▸ PROMPT:
Give as output the line that contains "Wildlife-tally request: put a marker on the ram", followed by every remaining line of the entries, unchanged and with nothing added.

********************

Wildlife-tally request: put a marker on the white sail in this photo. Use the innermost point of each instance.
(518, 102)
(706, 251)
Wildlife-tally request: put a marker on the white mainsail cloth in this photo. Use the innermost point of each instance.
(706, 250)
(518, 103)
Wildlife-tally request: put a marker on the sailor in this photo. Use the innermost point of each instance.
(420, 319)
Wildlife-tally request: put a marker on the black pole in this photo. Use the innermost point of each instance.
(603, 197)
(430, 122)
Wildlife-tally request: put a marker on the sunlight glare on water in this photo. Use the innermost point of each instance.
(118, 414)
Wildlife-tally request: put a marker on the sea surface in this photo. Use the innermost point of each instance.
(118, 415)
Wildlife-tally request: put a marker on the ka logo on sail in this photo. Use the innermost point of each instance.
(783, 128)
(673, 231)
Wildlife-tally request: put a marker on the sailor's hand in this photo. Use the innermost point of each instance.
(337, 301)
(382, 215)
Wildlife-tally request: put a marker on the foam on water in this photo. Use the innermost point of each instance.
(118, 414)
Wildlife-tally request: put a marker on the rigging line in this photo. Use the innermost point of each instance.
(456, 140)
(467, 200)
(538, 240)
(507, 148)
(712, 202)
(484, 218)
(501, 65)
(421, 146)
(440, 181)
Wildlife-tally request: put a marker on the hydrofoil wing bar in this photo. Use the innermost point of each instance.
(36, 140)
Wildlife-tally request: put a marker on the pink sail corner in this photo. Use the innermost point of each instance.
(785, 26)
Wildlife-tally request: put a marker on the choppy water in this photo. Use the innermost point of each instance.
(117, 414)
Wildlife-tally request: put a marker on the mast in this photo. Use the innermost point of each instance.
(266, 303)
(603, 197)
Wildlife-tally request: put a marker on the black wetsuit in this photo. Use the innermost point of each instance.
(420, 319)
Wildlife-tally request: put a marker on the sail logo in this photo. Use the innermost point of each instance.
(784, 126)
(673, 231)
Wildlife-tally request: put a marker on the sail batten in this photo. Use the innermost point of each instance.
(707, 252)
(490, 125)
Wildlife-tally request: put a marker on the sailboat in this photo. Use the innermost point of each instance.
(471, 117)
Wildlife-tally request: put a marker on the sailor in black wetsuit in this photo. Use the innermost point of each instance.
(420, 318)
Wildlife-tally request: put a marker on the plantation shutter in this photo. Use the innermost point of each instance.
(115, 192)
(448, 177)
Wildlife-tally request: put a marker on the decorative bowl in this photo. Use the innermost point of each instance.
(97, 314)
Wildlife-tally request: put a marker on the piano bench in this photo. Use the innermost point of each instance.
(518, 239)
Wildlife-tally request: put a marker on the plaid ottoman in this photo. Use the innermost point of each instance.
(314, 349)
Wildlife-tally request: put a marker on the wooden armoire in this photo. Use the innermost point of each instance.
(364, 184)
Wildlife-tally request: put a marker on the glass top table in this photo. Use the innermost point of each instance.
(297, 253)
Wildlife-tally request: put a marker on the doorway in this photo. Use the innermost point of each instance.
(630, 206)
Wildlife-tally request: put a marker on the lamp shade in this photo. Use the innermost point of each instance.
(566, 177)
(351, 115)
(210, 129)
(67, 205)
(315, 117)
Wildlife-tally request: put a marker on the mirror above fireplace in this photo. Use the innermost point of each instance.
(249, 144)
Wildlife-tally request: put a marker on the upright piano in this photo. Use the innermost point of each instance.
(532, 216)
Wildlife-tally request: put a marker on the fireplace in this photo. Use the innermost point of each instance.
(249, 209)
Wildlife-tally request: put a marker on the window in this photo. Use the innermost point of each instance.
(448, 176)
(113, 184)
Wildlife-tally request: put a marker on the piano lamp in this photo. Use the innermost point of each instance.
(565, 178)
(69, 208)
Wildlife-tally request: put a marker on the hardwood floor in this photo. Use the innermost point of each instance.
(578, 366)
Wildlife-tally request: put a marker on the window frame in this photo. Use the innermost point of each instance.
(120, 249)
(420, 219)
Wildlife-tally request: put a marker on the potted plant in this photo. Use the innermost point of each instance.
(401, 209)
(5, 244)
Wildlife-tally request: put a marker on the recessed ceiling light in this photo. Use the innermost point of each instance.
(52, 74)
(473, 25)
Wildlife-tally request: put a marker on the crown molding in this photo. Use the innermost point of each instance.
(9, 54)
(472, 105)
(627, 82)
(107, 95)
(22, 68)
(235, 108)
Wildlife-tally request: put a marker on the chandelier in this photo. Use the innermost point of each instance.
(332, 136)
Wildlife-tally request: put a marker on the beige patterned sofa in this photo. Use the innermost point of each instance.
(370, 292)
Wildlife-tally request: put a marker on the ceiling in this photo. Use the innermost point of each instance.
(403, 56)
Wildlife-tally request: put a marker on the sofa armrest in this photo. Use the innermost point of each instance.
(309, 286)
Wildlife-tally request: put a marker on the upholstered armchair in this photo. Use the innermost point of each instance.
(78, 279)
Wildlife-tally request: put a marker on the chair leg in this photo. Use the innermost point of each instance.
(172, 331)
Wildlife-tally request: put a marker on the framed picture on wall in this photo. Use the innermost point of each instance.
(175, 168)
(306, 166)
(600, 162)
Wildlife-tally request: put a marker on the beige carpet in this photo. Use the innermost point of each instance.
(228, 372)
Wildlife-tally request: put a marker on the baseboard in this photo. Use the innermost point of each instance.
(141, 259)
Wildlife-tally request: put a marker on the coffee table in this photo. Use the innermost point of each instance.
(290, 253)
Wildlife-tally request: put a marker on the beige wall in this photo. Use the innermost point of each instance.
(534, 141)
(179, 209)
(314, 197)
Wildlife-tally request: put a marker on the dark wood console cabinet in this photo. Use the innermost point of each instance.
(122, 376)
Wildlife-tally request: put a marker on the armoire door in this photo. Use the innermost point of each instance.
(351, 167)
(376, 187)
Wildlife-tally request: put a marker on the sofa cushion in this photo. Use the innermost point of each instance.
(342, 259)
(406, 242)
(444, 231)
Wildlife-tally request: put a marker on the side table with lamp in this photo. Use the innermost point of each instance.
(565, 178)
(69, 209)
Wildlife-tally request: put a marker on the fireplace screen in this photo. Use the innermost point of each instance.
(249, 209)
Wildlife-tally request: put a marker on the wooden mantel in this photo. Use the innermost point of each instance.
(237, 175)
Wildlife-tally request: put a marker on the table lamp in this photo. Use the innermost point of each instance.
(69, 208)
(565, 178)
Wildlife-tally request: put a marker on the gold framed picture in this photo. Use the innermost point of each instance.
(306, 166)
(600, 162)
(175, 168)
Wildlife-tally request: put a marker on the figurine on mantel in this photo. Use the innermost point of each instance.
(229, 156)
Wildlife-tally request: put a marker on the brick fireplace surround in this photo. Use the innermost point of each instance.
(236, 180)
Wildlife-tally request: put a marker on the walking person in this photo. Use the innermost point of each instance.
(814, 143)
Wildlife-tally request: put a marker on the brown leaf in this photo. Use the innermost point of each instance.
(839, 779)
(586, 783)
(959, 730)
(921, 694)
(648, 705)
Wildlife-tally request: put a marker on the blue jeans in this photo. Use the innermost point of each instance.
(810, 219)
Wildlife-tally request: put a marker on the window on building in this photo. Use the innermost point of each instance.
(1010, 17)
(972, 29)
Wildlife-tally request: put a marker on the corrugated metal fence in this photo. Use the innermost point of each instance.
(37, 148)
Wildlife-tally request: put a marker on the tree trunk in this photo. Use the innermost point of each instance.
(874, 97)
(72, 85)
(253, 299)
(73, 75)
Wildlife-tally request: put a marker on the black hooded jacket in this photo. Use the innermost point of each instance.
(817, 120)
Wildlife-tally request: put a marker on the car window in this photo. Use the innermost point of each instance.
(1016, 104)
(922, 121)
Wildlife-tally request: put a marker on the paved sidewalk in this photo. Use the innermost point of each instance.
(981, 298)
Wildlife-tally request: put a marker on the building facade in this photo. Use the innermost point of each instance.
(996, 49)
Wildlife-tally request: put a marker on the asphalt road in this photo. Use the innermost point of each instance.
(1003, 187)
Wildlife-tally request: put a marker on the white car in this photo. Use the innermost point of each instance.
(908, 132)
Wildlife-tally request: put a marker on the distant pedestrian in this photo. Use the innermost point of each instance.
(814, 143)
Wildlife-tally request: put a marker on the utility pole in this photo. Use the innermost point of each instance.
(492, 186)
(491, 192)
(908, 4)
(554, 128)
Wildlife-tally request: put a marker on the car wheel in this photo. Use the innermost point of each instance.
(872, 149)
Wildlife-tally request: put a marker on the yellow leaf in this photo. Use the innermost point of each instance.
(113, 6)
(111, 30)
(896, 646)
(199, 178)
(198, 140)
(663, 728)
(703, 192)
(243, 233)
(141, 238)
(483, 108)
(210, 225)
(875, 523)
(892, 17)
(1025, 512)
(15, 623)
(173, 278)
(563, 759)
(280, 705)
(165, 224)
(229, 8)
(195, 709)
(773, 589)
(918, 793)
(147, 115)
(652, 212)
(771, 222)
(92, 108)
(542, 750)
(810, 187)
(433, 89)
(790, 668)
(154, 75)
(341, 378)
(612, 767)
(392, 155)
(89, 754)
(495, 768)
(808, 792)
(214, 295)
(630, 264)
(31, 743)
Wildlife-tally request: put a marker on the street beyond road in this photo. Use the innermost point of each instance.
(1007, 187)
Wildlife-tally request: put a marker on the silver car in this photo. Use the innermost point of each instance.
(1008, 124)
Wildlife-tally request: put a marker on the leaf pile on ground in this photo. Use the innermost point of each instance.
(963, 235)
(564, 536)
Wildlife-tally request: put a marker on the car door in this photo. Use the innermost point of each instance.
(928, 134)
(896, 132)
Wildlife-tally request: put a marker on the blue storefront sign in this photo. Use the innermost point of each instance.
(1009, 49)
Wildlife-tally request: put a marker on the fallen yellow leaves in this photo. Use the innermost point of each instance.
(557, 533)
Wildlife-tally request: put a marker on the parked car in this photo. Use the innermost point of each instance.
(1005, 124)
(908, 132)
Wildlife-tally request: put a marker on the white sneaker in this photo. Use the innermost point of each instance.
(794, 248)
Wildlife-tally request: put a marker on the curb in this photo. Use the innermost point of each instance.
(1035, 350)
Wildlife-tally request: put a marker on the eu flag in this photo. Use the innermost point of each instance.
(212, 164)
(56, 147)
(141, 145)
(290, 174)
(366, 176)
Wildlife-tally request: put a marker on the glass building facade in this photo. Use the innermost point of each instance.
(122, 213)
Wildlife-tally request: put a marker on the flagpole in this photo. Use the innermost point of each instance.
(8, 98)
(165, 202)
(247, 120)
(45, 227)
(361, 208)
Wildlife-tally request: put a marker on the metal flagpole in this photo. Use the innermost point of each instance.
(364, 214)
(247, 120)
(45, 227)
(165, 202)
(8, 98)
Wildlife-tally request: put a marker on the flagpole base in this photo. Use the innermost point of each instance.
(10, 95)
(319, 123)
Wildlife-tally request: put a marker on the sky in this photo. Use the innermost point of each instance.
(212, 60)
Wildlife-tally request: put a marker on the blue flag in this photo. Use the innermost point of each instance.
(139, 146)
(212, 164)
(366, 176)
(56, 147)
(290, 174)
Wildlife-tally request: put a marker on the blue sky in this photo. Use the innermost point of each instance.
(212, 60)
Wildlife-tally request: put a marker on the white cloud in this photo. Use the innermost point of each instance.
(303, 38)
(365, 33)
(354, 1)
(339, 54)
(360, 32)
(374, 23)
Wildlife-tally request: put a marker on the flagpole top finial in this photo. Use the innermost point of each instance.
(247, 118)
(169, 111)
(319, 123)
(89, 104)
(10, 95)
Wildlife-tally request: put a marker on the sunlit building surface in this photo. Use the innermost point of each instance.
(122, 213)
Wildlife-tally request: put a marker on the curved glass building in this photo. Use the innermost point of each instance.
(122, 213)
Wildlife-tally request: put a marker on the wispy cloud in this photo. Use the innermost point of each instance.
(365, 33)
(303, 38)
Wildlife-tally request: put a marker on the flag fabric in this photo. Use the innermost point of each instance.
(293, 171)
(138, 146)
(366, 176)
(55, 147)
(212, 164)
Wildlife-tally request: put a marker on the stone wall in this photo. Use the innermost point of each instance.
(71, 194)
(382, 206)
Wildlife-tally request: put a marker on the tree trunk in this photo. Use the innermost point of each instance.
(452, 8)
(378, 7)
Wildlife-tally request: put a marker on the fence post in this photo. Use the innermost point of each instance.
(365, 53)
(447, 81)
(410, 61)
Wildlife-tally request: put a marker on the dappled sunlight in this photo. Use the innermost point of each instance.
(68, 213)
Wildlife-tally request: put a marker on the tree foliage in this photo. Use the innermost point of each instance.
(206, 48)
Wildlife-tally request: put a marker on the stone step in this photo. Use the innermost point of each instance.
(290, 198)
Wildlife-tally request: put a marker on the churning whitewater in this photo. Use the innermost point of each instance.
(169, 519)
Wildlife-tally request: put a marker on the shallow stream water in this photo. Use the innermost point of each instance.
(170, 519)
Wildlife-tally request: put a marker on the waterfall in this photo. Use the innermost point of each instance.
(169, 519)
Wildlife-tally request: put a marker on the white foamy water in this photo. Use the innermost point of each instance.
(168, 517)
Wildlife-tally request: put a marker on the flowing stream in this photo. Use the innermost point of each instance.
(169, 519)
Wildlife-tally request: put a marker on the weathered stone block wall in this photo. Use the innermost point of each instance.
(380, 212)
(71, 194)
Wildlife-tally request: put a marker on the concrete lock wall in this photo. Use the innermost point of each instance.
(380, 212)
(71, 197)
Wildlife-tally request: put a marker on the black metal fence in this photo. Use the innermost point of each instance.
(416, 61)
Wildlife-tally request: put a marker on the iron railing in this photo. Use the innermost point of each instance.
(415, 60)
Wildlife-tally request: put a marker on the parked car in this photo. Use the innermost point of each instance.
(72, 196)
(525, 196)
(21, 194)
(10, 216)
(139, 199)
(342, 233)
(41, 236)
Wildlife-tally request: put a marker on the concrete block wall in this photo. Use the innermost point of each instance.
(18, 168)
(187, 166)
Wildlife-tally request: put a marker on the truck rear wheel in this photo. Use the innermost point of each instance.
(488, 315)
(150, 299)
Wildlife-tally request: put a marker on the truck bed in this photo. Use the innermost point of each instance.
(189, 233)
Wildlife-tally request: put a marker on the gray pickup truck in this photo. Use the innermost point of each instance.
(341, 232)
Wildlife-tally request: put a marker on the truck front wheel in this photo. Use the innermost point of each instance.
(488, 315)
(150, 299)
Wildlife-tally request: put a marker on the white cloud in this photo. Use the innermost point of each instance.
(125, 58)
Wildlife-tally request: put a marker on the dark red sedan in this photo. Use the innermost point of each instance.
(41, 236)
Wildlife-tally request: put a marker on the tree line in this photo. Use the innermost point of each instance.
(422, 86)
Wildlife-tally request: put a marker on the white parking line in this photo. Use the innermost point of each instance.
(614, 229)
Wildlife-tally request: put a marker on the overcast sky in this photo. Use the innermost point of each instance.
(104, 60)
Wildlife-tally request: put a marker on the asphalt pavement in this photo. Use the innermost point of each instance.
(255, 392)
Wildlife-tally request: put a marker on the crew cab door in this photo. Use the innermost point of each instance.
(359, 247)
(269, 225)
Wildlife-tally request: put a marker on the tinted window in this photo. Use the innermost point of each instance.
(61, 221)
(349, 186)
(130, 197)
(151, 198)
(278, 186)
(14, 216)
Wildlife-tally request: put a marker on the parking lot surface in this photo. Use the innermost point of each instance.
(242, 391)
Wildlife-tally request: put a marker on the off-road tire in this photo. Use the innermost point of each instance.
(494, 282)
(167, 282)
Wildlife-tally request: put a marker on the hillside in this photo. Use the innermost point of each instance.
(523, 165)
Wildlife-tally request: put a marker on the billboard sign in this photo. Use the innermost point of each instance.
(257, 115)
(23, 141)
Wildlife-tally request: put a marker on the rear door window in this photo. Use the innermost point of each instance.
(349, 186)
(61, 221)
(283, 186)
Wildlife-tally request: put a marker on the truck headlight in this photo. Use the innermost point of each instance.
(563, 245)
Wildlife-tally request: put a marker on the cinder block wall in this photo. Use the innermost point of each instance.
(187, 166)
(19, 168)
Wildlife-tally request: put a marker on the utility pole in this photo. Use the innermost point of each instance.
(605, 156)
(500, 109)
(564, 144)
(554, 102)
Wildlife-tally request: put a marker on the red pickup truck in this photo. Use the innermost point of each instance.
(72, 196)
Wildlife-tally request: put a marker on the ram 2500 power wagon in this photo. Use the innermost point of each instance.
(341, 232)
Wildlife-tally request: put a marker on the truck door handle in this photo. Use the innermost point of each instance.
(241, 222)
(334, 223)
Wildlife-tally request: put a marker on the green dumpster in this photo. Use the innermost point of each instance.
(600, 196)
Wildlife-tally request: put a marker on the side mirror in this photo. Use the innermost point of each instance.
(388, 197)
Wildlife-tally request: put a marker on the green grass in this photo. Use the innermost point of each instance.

********************

▸ OUTPUT OF THE TASK:
Wildlife-tally request: put a marker on the ram 2500 power wagon in this photo. Use the innermost point of each instance.
(341, 232)
Wildlife-tally request: put a marker on the truck door handle in this photo. Use the innermost point of each instance.
(241, 222)
(334, 223)
Wildlife-tally request: put a marker on the green dumpster in this photo. Use the innermost point of each instance.
(600, 196)
Wildlife-tally request: put a marker on the side mirror in this photo. Use the innermost point of each instance.
(388, 197)
Wildlife-tally request: put a marker on the green grass in this photo. Use the innermost point of each instance.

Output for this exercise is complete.